■ **Quoted passage**
◇ ◇ ◇ ◇ ◇
Year 849 (DCCCXLIX) was a common year starting on Tuesday (link will display the full calendar) of the Julian calendar.

Events 
 By place 

 Europe 

 Summer – Battle of Ostia: A Saracen Arab fleet from Sardinia sets sail towards Rome. In response, Pope Leo IV forms a coalition of maritime Italian cities, including Naples, Amalfi and Gaeta, led by Admiral Caesar — which is assembled off the re-fortified port of Ostia — and repels the Saracen marauders. Their navy is scattered, resulting in many sunken vessels. Rome is saved from plunder and the expansion of the Aghlabids. 
 Frankish forces under King Charles the Bald invade southern France, and conquer the territory of Toulouse. He appoints Fredelo as count (comté) of Toulouse, who founds the Rouergue dynasty. Aquitaine is submitted to the West Frankish Kingdom.

 Abbasid Caliphate 
 The Armenian prince Bagrat II begins a rebellion against Caliph Al-Mutawakkil, of the Abbasid Caliphate.

 Asia 
 In the Chinese capital city of Chang'an, an imperial prince is impeached during the Tang Dynasty from his position by officials at court, for erecting a building that obstructs a street in the northwesternmost ward in South Central Chang'an.
◇ ◇ ◇ ◇ ◇
■ **Data shown**
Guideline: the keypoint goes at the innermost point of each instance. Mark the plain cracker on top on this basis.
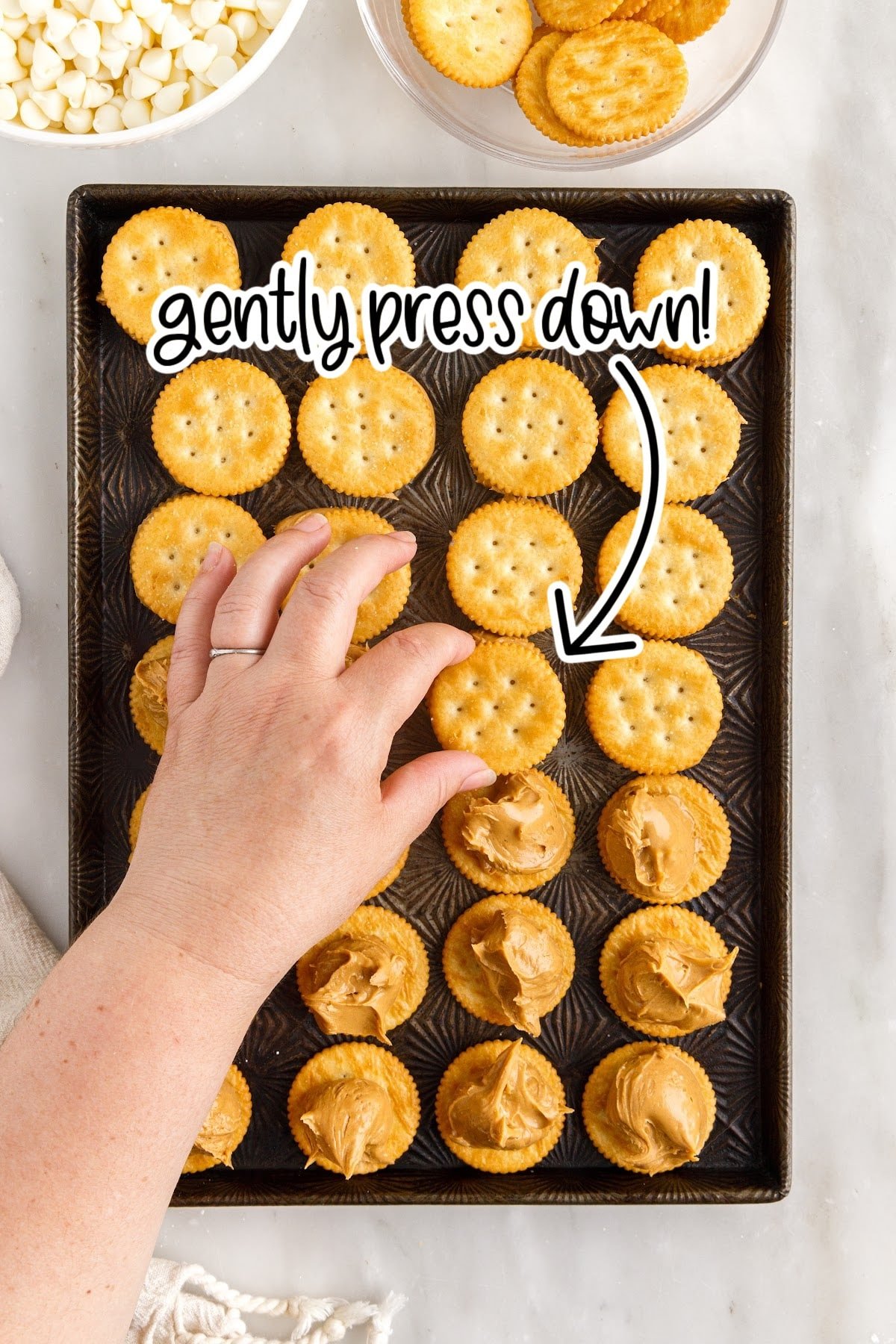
◇ ◇ ◇ ◇ ◇
■ **Goal**
Reproduce the entry on the year 849 in full, word for word. The material is not needed for what is asked here.

■ **Written solution**
Year 849 (DCCCXLIX) was a common year starting on Tuesday (link will display the full calendar) of the Julian calendar.

Events 
 By place 

 Europe 

 Summer – Battle of Ostia: A Saracen Arab fleet from Sardinia sets sail towards Rome. In response, Pope Leo IV forms a coalition of maritime Italian cities, including Naples, Amalfi and Gaeta, led by Admiral Caesar — which is assembled off the re-fortified port of Ostia — and repels the Saracen marauders. Their navy is scattered, resulting in many sunken vessels. Rome is saved from plunder and the expansion of the Aghlabids. 
 Frankish forces under King Charles the Bald invade southern France, and conquer the territory of Toulouse. He appoints Fredelo as count (comté) of Toulouse, who founds the Rouergue dynasty. Aquitaine is submitted to the West Frankish Kingdom.

 Abbasid Caliphate 
 The Armenian prince Bagrat II begins a rebellion against Caliph Al-Mutawakkil, of the Abbasid Caliphate.

 Asia 
 In the Chinese capital city of Chang'an, an imperial prince is impeached during the Tang Dynasty from his position by officials at court, for erecting a building that obstructs a street in the northwesternmost ward in South Central Chang'an.